> _AIM 1_: In the listing, reproduce the stretch from the line containing "I would appreciate it if you could identify the overhead" through the end of the listing, swapping "beam" for "rafter" and leaving everything else unchanged. Omit the pictures from your reply.

--- EXCERPTED TEXT ---

Make your own perpetual vanilla extract

Almost every cook knows that vanilla is a kitchen staple – but boy, it’s expensive! Vanilla is currently more expensive than gold, which is why it needs to be used carefully. I’ve also been lucky enough in the past to see how vanilla is grown and harvested, and having seen the process, I now fully understand why it’s expensive!

While I’m all for supporting the growers, sometimes we have to be prudent with what we have, so we don’t waste unnecessary money or  resources. Sarah Wilson is well known for her ability to squeeze every erg out of every product, and this recipe, from her latest book, Simplicious Flow, is a fantastic way of keeping your shopping bill down to a minimum, while still being able to use all the products you need for your favourite recipes. What’s not to love about that?

--- INFORMATION SUPPLIED ---

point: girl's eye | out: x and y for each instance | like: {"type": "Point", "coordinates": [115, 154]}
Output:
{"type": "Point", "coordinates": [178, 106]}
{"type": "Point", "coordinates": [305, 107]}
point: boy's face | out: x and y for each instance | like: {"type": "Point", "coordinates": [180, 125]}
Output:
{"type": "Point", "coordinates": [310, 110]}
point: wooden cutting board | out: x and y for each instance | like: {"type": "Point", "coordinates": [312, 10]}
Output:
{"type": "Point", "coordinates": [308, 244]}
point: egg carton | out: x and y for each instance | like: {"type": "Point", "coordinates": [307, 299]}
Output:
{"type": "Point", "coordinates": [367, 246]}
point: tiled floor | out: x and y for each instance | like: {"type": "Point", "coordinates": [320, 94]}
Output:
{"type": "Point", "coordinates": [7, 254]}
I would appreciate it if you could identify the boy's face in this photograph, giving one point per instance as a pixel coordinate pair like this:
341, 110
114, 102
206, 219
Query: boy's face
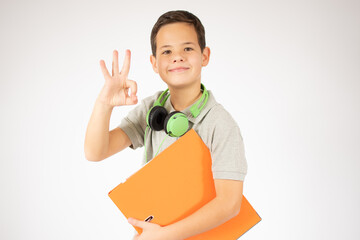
178, 55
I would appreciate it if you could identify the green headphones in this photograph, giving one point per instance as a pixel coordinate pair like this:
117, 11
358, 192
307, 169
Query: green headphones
175, 123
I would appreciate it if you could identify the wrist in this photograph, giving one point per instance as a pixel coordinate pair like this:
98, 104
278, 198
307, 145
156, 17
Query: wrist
101, 104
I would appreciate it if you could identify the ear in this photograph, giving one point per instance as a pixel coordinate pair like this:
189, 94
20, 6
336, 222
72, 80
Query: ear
205, 56
153, 63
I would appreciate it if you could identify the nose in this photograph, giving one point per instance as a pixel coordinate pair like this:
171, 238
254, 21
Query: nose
178, 57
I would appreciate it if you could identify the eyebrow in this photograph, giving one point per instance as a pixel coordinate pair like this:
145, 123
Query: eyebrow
185, 43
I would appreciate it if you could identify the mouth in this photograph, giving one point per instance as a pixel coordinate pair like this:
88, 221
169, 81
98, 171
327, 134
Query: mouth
178, 69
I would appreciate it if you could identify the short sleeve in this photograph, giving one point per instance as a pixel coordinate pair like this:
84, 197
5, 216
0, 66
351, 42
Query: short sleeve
227, 148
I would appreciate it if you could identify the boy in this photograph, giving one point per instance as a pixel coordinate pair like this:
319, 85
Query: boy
178, 55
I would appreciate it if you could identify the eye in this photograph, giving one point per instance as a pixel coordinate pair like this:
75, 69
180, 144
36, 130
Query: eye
166, 52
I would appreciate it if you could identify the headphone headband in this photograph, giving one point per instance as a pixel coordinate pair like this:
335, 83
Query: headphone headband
195, 109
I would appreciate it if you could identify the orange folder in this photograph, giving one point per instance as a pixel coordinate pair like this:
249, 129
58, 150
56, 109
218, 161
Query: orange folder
174, 185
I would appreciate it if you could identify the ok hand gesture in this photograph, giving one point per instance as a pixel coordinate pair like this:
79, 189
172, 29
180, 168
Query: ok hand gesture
116, 88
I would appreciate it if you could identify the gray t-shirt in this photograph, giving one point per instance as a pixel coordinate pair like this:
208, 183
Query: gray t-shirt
214, 125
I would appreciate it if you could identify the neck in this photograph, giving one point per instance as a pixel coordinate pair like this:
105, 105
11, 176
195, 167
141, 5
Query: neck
184, 97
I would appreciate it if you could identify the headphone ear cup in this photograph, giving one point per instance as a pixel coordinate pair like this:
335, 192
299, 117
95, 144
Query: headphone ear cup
176, 124
156, 118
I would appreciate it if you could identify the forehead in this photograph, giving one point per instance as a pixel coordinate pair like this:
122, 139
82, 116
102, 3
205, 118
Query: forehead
176, 33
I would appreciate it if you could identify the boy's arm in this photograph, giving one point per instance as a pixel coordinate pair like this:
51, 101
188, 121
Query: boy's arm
222, 208
99, 142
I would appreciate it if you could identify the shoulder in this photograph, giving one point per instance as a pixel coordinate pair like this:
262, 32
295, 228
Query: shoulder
217, 116
217, 125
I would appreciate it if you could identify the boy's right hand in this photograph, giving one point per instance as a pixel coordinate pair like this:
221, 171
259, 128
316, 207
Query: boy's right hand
116, 88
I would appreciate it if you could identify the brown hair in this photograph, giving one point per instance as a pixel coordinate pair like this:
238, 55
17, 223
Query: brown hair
174, 17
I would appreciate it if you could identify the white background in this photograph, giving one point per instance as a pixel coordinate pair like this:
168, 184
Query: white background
288, 71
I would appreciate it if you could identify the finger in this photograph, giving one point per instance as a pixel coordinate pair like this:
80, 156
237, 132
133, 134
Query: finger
132, 99
104, 69
126, 65
132, 85
115, 69
136, 237
137, 223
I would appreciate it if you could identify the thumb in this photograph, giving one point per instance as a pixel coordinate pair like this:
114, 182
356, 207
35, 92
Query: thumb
137, 223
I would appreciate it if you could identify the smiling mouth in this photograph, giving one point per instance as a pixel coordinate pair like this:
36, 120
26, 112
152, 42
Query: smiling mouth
179, 69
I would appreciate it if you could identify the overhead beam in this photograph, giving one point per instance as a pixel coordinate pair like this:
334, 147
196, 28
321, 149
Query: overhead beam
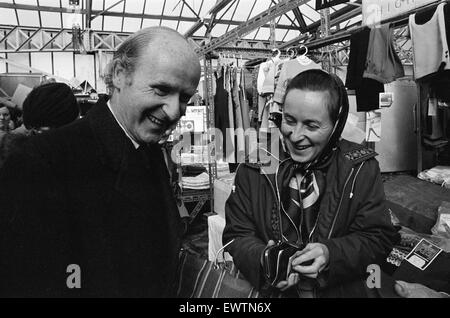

---

> _AIM 2_:
Answer these questions from the vanilla extract text:
(a) What does the text say vanilla is currently more expensive than?
(b) What is the title of Sarah Wilson's latest book?
(c) What has the writer been lucky enough to see in the past?

> _ANSWER 1_:
I would appreciate it if you could identify the overhead rafter in this photograph, giving one point per instance as a pixel coordinate pair like this:
334, 147
196, 28
321, 149
Query: overhead rafter

> _ANSWER 2_:
(a) Gold
(b) Simplicious Flow
(c) How vanilla is grown and harvested